== Passage given ==

The Crown Jewels of Great Britain I Oxford Open Learning

The Crown Jewels of Great Britain

Queen Elizabeth II was crowned on June 2 1953, aged just 27. This year we are celebrating the 65th anniversary of her coronation at Westminster Abbey. Coronations throughout British history have been synonymous with ceremony and symbolism. There is perhaps no greater iconography associated with the coronation of a King or Queen of the British Isles and Commonwealth, than the Crown Jewels.

Two crowns are worn during the coronation ceremony. The first of these is St Edward’s Crown, which has only been worn by Queen Elizabeth II on one official engagement- the coronation itself. This crown, along with all the items worn and held by monarchs of England since Saxon times, was destroyed by Oliver Cromwell after the English Civil War. The metal within the Crown Jewels was melted down and turned into coin, and the jewels themselves were sold. After the Reformation however, St Edward’s Crown (which had first been worn by Edward the Confessor prior to the Battle of Hastings) was painstakingly remade in time for the coronation of King Charles II in 1661. Many of the jewels were also tracked down and retrieved by the Crown to be reincorporated into the coronation collection.

Only one item survived Oliver Cromwell’s destruction of the monarchy. This was a golden Ampulla and spoon. The Ampulla contains the oil which is used to anoint the monarch’s head, palms and breast during the coronation itself.

===

Stated task 1: In the passage on the Crown Jewels, rewrite the part that opens with the words "Two crowns are" and closes with "the coronation collection.", swapping "coin" for "currency".
Stated task 2: Summarize the passage on the Crown Jewels in three sentences.
The listing that follows the passage on the Crown Jewels is taken from a separate source.

== Data lines ==

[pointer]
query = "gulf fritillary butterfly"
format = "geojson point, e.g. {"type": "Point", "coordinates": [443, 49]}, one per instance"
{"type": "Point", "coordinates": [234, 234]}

===

Result 1:
Two crowns are worn during the coronation ceremony. The first of these is St Edward’s Crown, which has only been worn by Queen Elizabeth II on one official engagement- the coronation itself. This crown, along with all the items worn and held by monarchs of England since Saxon times, was destroyed by Oliver Cromwell after the English Civil War. The metal within the Crown Jewels was melted down and turned into currency, and the jewels themselves were sold. After the Reformation however, St Edward’s Crown (which had first been worn by Edward the Confessor prior to the Battle of Hastings) was painstakingly remade in time for the coronation of King Charles II in 1661. Many of the jewels were also tracked down and retrieved by the Crown to be reincorporated into the coronation collection.

Result 2: Queen Elizabeth II was crowned at Westminster Abbey on June 2 1953, and the Crown Jewels are perhaps the greatest iconography associated with a British coronation. Two crowns are worn during the ceremony, the first being St Edward’s Crown, which Oliver Cromwell destroyed after the English Civil War along with the other items, and which was remade for the coronation of King Charles II in 1661. Only a golden Ampulla and spoon survived Cromwell’s destruction, and the Ampulla holds the oil used to anoint the monarch’s head, palms and breast at the coronation.